_Brano di testo:_
--

TORCHI, Angelo
– Nacque a Massa Lombarda (Ravenna) l’8 novembre 1856, secondo di quattro figli, nell’agiata famiglia di Gaetano, avvocato e proprietario terriero, e di Maria Laderchi, di nobile famiglia faentina (Dini - Tabanelli, 1990, p. 34).
Si formò a Firenze, dove, per assecondare le sue inclinazioni artistiche, la famiglia si trasferì nel 1874. Fu allievo di Lorenzo Gelati e Carlo Markò, non pittori d’avanguardia, ma pionieri della pittura en plein air nella Scuola di Staggia: Torchi trovò un equilibrio tra la loro linea e quella più sperimentale degli amici macchiaioli.
Gli anni d’oro della macchia erano passati: morti alcuni dei protagonisti (Raffaello Sernesi e Giuseppe Abbati), chiusa la stagione di Piagentina, con Silvestro Lega ritiratosi per un periodo nella natia Modigliana, Parigi era divenuta irresistibile polo attrattivo per alcuni giovani del caffè Michelangelo (Giovanni Boldini, Federico Zandomeneghi, Serafino De Tivoli); Giovanni Fattori e Telemaco Signorini procedevano su strade autonome, mentre si attendeva lo sviluppo di un linguaggio che coniugasse l’indagine sul vero con le novità scientifico-pittoriche in arrivo dalla Francia.
A questi anni risalgono alcuni studi di Torchi su affreschi quattrocenteschi (Profilo di donna, in Dini - Tabanelli, 1990, n. 1) e un’opera come Ingresso alle Cascine (ibid., n. 2, p. 147) che riflette l’influsso di Gelati. Tra il 1880 e il 1881 Torchi fu a Napoli con Attilio Pratella: studiò con Alceste Campriani, che lo spinse verso un fare colorito e disinibito (A Mergellina o Motivo di Capri, ibid., nn. 4, 11, pp. 148, 152) caro a collezionisti e mercanti internazionali come Adolphe Goupil, con cui Campriani aveva un contratto. A partire da questi anni la sua presenza fu costante alle mostre della Società di incoraggiamento di belle arti di Firenze, esponendo anche all’Accademia di Brera e alla Società promotrice di Torino.
Tra i primi contatti fiorentini di Torchi ci furono Egisto Ferroni, Niccolò Cannicci e Francesco e Luigi Gioli, che declinavano la lezione macchiaiola su un metro più narrativo, in sintonia con la cosiddetta pittura dei campi di Jules Breton e Jules Bastien-Lepage. Con questo fare più descrittivo e incline al dettaglio di costume, Torchi si dedicava a vedute urbane, risaie e pagliai di Massa Lombarda (In risaia dopo il raccolto, Firenze, Galleria d’arte moderna, o Pescatori in valle, del 1884, in Dini - Tabanelli, 1990, n. 22, p. 157); talvolta adottava invece il linguaggio sintetico acquisito a Napoli, assecondato dalle frequentazioni macchiaiole (Risaia e Pagliai, in Dini - Tabanelli, 1990, nn. 18, 23, pp. 155, 158).

--

Voci archiviate:
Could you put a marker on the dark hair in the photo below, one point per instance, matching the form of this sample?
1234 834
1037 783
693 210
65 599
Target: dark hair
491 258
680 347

--

Scrivi il seguito del profilo biografico del pittore Angelo Torchi, ripartendo dopo l'ultima frase riportata. I record non hanno alcun ruolo in questo esercizio.

_Risultato:_
Ritrasse anche l’entroterra livornese delle località del Gabbro e di Fauglia, dove si recava con Lega e i fratelli Tommasi e Gioli, che là, nelle ville di famiglia, offrivano ospitalità agli amici pittori. Fu proprio con Torchi che Lega, nel 1886, conobbe una delle ultime famiglie che lo ospitarono, i Bandini. In La vallata del Gabbro (1886, in Dini - Tabanelli, 1990, n. 58, p. 176) la combinazione di un largo impianto compositivo con l’attenzione per i dettagli vegetali richiama i paesaggi di Adolfo Tommasi, anticipando costruzioni di Ludovico Tommasi e Giorgio Kienerk degli anni Novanta. In Lettura in giardino (1882, ibid., n. 16, p. 154) il gentile connubio tra la figura della sorella Emma e i fiori rimanda per tema, pennellata composta e impostazione spaziale calibrata ai dipinti di Lega a Piagentina. La pennellata sintetica della fase matura del maestro influenzò Torchi in tavolette come Strada campestre a Massa Lombarda, Luigi Gioli che dipinge (ibid., nn. 24, 26, pp. 158 s.) o Campagna (Firenze, Galleria d’arte moderna).
Negli anni Ottanta opere di Torchi meritavano già un posto nella collezione di Diego Martelli, mentore dei macchiaioli: «Io ho in casa mia nella mia raccoltina, l’ultima cosa di Sernesi e contornata da dei Borrani, da dei Costa, da dei Ferroni, da dei Fattori, da dei Torchi, da dei Cannicci, ed altri, eppure essa sta là serena e prima bella di un’eterna giovinezza, fra tanto splendore d’arte che la circonda» (Dini, 1975, p. 205). Nino Costa includeva Torchi nel novero di artisti avviati dai macchiaioli sulla strada del vero ma alla ricerca di una via autonoma (Vitali, 1953, p. 263).
Alcuni dipinti dedicati in questi anni al sottobosco del fiorentino parco delle Cascine testimoniano la combinazione tra coscienzioso studio del vero e attenzione alle più minute manifestazioni naturali, con una pennellata ora rapida ora analitica e spiccata originalità d’impianto compositivo (Alle Cascine, Sole e ombre, Nel bosco delle Cascine, Il grande tronco, in Dini - Tabanelli, 1990, nn. 35, 38, 39, 40, pp. 164, 166 s.).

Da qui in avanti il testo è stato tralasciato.